— start of Data —
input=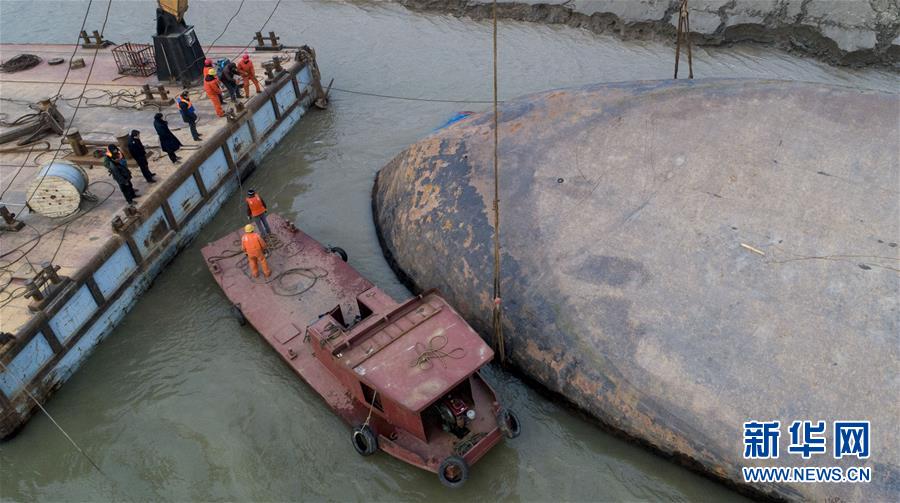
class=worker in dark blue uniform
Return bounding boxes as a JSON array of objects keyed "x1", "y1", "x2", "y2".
[
  {"x1": 128, "y1": 129, "x2": 156, "y2": 183},
  {"x1": 103, "y1": 145, "x2": 138, "y2": 204}
]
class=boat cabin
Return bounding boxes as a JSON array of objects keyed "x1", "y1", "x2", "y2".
[{"x1": 307, "y1": 287, "x2": 496, "y2": 443}]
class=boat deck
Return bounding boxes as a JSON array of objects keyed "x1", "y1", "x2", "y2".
[{"x1": 202, "y1": 214, "x2": 501, "y2": 472}]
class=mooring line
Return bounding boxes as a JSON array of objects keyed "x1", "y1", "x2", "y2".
[
  {"x1": 493, "y1": 0, "x2": 506, "y2": 365},
  {"x1": 0, "y1": 361, "x2": 130, "y2": 499}
]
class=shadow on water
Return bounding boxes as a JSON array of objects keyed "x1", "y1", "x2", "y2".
[{"x1": 0, "y1": 0, "x2": 896, "y2": 501}]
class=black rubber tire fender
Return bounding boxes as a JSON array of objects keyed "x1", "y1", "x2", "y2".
[
  {"x1": 438, "y1": 456, "x2": 469, "y2": 489},
  {"x1": 497, "y1": 409, "x2": 522, "y2": 439},
  {"x1": 328, "y1": 246, "x2": 350, "y2": 262},
  {"x1": 231, "y1": 304, "x2": 247, "y2": 327},
  {"x1": 350, "y1": 425, "x2": 378, "y2": 456}
]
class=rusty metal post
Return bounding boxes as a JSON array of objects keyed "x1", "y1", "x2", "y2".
[
  {"x1": 41, "y1": 262, "x2": 62, "y2": 285},
  {"x1": 0, "y1": 206, "x2": 25, "y2": 232},
  {"x1": 25, "y1": 279, "x2": 44, "y2": 301},
  {"x1": 66, "y1": 129, "x2": 88, "y2": 156},
  {"x1": 116, "y1": 134, "x2": 131, "y2": 159}
]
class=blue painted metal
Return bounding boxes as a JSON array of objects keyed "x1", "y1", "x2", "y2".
[
  {"x1": 0, "y1": 332, "x2": 53, "y2": 398},
  {"x1": 434, "y1": 112, "x2": 475, "y2": 131},
  {"x1": 132, "y1": 207, "x2": 169, "y2": 258},
  {"x1": 254, "y1": 105, "x2": 306, "y2": 156},
  {"x1": 228, "y1": 122, "x2": 253, "y2": 161},
  {"x1": 94, "y1": 244, "x2": 137, "y2": 298},
  {"x1": 48, "y1": 285, "x2": 97, "y2": 344},
  {"x1": 0, "y1": 60, "x2": 320, "y2": 435},
  {"x1": 275, "y1": 79, "x2": 297, "y2": 115},
  {"x1": 253, "y1": 102, "x2": 275, "y2": 136},
  {"x1": 200, "y1": 148, "x2": 230, "y2": 191},
  {"x1": 168, "y1": 176, "x2": 203, "y2": 224}
]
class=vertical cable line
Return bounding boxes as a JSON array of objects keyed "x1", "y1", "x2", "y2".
[{"x1": 492, "y1": 0, "x2": 506, "y2": 365}]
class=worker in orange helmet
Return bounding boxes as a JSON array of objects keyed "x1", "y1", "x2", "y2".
[
  {"x1": 203, "y1": 68, "x2": 225, "y2": 117},
  {"x1": 245, "y1": 189, "x2": 271, "y2": 236},
  {"x1": 241, "y1": 224, "x2": 272, "y2": 278},
  {"x1": 238, "y1": 54, "x2": 262, "y2": 98}
]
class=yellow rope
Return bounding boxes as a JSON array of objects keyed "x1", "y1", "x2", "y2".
[
  {"x1": 675, "y1": 0, "x2": 694, "y2": 79},
  {"x1": 493, "y1": 0, "x2": 506, "y2": 364}
]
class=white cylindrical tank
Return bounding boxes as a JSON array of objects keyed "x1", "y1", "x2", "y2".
[{"x1": 27, "y1": 160, "x2": 88, "y2": 217}]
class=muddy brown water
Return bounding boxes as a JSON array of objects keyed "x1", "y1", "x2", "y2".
[{"x1": 0, "y1": 0, "x2": 900, "y2": 501}]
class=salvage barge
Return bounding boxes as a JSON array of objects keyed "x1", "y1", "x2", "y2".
[
  {"x1": 0, "y1": 45, "x2": 325, "y2": 438},
  {"x1": 202, "y1": 215, "x2": 519, "y2": 487}
]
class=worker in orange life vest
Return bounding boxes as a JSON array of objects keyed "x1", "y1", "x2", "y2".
[
  {"x1": 175, "y1": 91, "x2": 200, "y2": 141},
  {"x1": 245, "y1": 189, "x2": 271, "y2": 237},
  {"x1": 203, "y1": 68, "x2": 225, "y2": 117},
  {"x1": 237, "y1": 54, "x2": 261, "y2": 98},
  {"x1": 241, "y1": 224, "x2": 272, "y2": 278}
]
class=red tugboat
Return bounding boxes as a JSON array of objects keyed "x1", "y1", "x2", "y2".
[{"x1": 202, "y1": 214, "x2": 520, "y2": 487}]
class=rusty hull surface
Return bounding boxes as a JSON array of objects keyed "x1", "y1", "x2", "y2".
[
  {"x1": 373, "y1": 80, "x2": 900, "y2": 501},
  {"x1": 202, "y1": 214, "x2": 501, "y2": 472},
  {"x1": 341, "y1": 293, "x2": 494, "y2": 412}
]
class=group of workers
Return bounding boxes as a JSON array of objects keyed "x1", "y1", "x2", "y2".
[
  {"x1": 103, "y1": 54, "x2": 272, "y2": 278},
  {"x1": 203, "y1": 54, "x2": 262, "y2": 117},
  {"x1": 103, "y1": 54, "x2": 268, "y2": 207}
]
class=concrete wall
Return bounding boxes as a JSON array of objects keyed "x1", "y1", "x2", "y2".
[
  {"x1": 0, "y1": 51, "x2": 321, "y2": 438},
  {"x1": 399, "y1": 0, "x2": 900, "y2": 68}
]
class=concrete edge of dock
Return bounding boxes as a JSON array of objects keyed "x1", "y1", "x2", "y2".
[{"x1": 0, "y1": 47, "x2": 324, "y2": 439}]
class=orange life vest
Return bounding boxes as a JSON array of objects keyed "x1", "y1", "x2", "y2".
[
  {"x1": 241, "y1": 232, "x2": 266, "y2": 257},
  {"x1": 203, "y1": 77, "x2": 222, "y2": 98},
  {"x1": 246, "y1": 194, "x2": 267, "y2": 217},
  {"x1": 238, "y1": 59, "x2": 256, "y2": 77}
]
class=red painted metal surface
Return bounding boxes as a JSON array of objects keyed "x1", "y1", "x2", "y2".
[{"x1": 202, "y1": 214, "x2": 502, "y2": 480}]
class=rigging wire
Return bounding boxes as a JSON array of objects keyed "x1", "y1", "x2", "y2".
[
  {"x1": 26, "y1": 0, "x2": 113, "y2": 211},
  {"x1": 53, "y1": 0, "x2": 95, "y2": 104},
  {"x1": 232, "y1": 0, "x2": 281, "y2": 59},
  {"x1": 204, "y1": 0, "x2": 245, "y2": 53},
  {"x1": 492, "y1": 0, "x2": 506, "y2": 365},
  {"x1": 0, "y1": 361, "x2": 132, "y2": 500}
]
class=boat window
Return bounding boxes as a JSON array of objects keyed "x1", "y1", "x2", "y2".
[
  {"x1": 359, "y1": 383, "x2": 384, "y2": 412},
  {"x1": 356, "y1": 299, "x2": 372, "y2": 320},
  {"x1": 328, "y1": 305, "x2": 349, "y2": 330}
]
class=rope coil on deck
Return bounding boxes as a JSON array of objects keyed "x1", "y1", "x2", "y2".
[
  {"x1": 409, "y1": 334, "x2": 466, "y2": 370},
  {"x1": 0, "y1": 54, "x2": 43, "y2": 73}
]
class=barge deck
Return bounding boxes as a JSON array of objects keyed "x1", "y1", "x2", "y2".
[{"x1": 0, "y1": 45, "x2": 324, "y2": 438}]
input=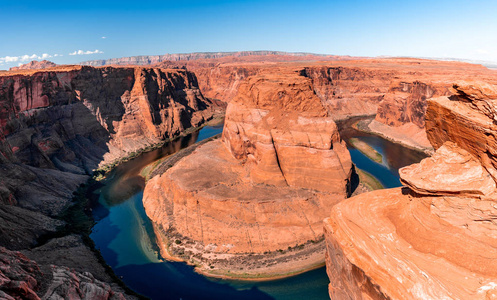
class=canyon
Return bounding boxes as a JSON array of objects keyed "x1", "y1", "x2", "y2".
[
  {"x1": 143, "y1": 68, "x2": 352, "y2": 279},
  {"x1": 0, "y1": 51, "x2": 497, "y2": 299},
  {"x1": 324, "y1": 81, "x2": 497, "y2": 299},
  {"x1": 0, "y1": 66, "x2": 224, "y2": 299}
]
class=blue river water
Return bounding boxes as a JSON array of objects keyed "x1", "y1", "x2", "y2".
[{"x1": 90, "y1": 120, "x2": 423, "y2": 300}]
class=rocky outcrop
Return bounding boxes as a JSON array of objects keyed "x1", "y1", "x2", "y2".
[
  {"x1": 0, "y1": 66, "x2": 223, "y2": 299},
  {"x1": 0, "y1": 247, "x2": 132, "y2": 300},
  {"x1": 9, "y1": 60, "x2": 57, "y2": 71},
  {"x1": 426, "y1": 82, "x2": 497, "y2": 180},
  {"x1": 143, "y1": 68, "x2": 352, "y2": 277},
  {"x1": 324, "y1": 83, "x2": 497, "y2": 299},
  {"x1": 0, "y1": 67, "x2": 220, "y2": 172}
]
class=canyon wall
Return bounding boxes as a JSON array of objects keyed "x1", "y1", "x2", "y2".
[
  {"x1": 324, "y1": 82, "x2": 497, "y2": 299},
  {"x1": 158, "y1": 56, "x2": 497, "y2": 151},
  {"x1": 143, "y1": 70, "x2": 352, "y2": 277},
  {"x1": 9, "y1": 60, "x2": 57, "y2": 71},
  {"x1": 81, "y1": 51, "x2": 351, "y2": 67},
  {"x1": 0, "y1": 66, "x2": 223, "y2": 299}
]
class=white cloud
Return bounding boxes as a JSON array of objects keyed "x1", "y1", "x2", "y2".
[
  {"x1": 69, "y1": 49, "x2": 103, "y2": 55},
  {"x1": 0, "y1": 53, "x2": 62, "y2": 65},
  {"x1": 476, "y1": 49, "x2": 490, "y2": 54}
]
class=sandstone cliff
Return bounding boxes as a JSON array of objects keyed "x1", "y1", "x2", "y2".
[
  {"x1": 154, "y1": 55, "x2": 497, "y2": 149},
  {"x1": 9, "y1": 60, "x2": 57, "y2": 71},
  {"x1": 81, "y1": 51, "x2": 351, "y2": 67},
  {"x1": 324, "y1": 82, "x2": 497, "y2": 299},
  {"x1": 0, "y1": 247, "x2": 130, "y2": 300},
  {"x1": 0, "y1": 66, "x2": 222, "y2": 298},
  {"x1": 143, "y1": 71, "x2": 352, "y2": 277}
]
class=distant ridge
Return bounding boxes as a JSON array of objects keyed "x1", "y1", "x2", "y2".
[
  {"x1": 9, "y1": 60, "x2": 57, "y2": 71},
  {"x1": 79, "y1": 50, "x2": 354, "y2": 67}
]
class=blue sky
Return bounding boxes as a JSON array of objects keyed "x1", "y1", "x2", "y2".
[{"x1": 0, "y1": 0, "x2": 497, "y2": 69}]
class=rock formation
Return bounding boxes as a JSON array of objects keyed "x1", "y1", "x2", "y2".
[
  {"x1": 324, "y1": 82, "x2": 497, "y2": 299},
  {"x1": 9, "y1": 60, "x2": 57, "y2": 71},
  {"x1": 0, "y1": 247, "x2": 130, "y2": 300},
  {"x1": 153, "y1": 55, "x2": 497, "y2": 151},
  {"x1": 0, "y1": 66, "x2": 222, "y2": 299},
  {"x1": 143, "y1": 71, "x2": 352, "y2": 277},
  {"x1": 81, "y1": 51, "x2": 351, "y2": 67}
]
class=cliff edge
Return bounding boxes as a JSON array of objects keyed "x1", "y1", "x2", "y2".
[{"x1": 324, "y1": 82, "x2": 497, "y2": 299}]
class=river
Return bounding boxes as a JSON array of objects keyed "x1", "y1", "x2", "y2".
[{"x1": 90, "y1": 118, "x2": 424, "y2": 300}]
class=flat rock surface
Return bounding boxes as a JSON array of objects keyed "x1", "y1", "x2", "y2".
[
  {"x1": 399, "y1": 142, "x2": 496, "y2": 197},
  {"x1": 325, "y1": 188, "x2": 497, "y2": 299}
]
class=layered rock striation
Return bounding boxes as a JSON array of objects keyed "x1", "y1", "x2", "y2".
[
  {"x1": 0, "y1": 66, "x2": 223, "y2": 299},
  {"x1": 154, "y1": 54, "x2": 497, "y2": 152},
  {"x1": 9, "y1": 60, "x2": 57, "y2": 71},
  {"x1": 324, "y1": 83, "x2": 497, "y2": 299},
  {"x1": 0, "y1": 247, "x2": 126, "y2": 300},
  {"x1": 144, "y1": 68, "x2": 352, "y2": 278}
]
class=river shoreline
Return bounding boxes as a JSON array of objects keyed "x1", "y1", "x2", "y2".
[{"x1": 352, "y1": 118, "x2": 434, "y2": 155}]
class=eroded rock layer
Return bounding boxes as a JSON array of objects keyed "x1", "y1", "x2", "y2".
[
  {"x1": 144, "y1": 72, "x2": 352, "y2": 277},
  {"x1": 324, "y1": 83, "x2": 497, "y2": 299},
  {"x1": 153, "y1": 55, "x2": 497, "y2": 150},
  {"x1": 0, "y1": 247, "x2": 126, "y2": 300},
  {"x1": 0, "y1": 66, "x2": 222, "y2": 299}
]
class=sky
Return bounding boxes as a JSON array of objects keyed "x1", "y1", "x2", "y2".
[{"x1": 0, "y1": 0, "x2": 497, "y2": 69}]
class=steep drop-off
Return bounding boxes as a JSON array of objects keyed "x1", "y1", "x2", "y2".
[
  {"x1": 143, "y1": 68, "x2": 352, "y2": 278},
  {"x1": 0, "y1": 66, "x2": 222, "y2": 299},
  {"x1": 153, "y1": 55, "x2": 497, "y2": 150},
  {"x1": 324, "y1": 82, "x2": 497, "y2": 299}
]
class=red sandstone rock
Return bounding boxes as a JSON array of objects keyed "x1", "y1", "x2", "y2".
[
  {"x1": 426, "y1": 84, "x2": 497, "y2": 180},
  {"x1": 9, "y1": 60, "x2": 57, "y2": 71},
  {"x1": 399, "y1": 142, "x2": 497, "y2": 199},
  {"x1": 143, "y1": 72, "x2": 352, "y2": 276},
  {"x1": 0, "y1": 247, "x2": 125, "y2": 300},
  {"x1": 324, "y1": 84, "x2": 497, "y2": 299},
  {"x1": 0, "y1": 66, "x2": 221, "y2": 170}
]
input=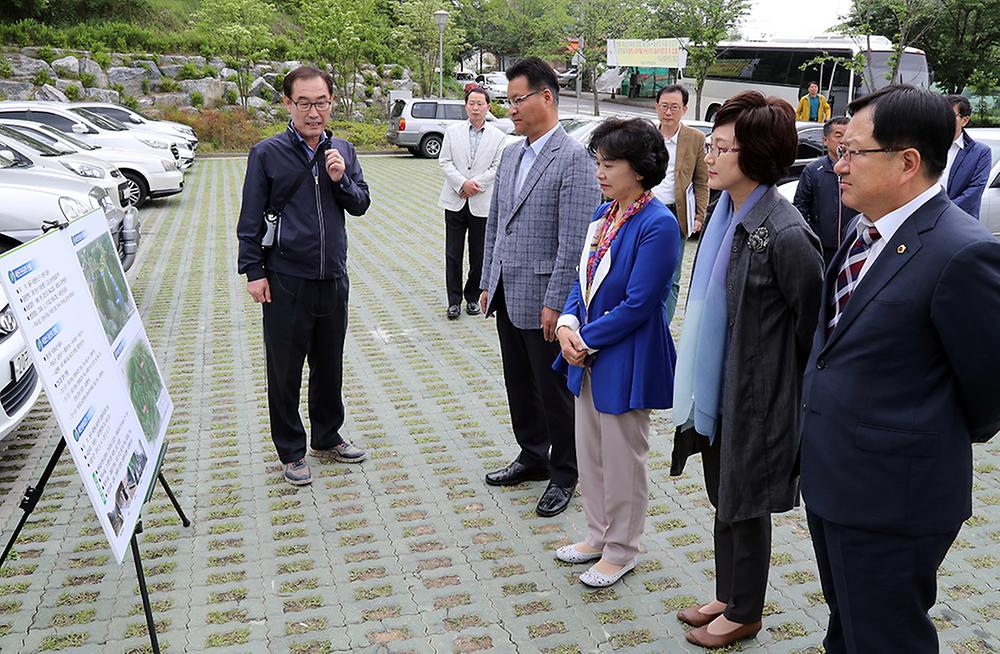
— end of Data —
> Exercise details: Show each line of the listing above that contains the string "sandstone". Case counts.

> Final answer:
class=sandstone cliff
class=red sandstone rock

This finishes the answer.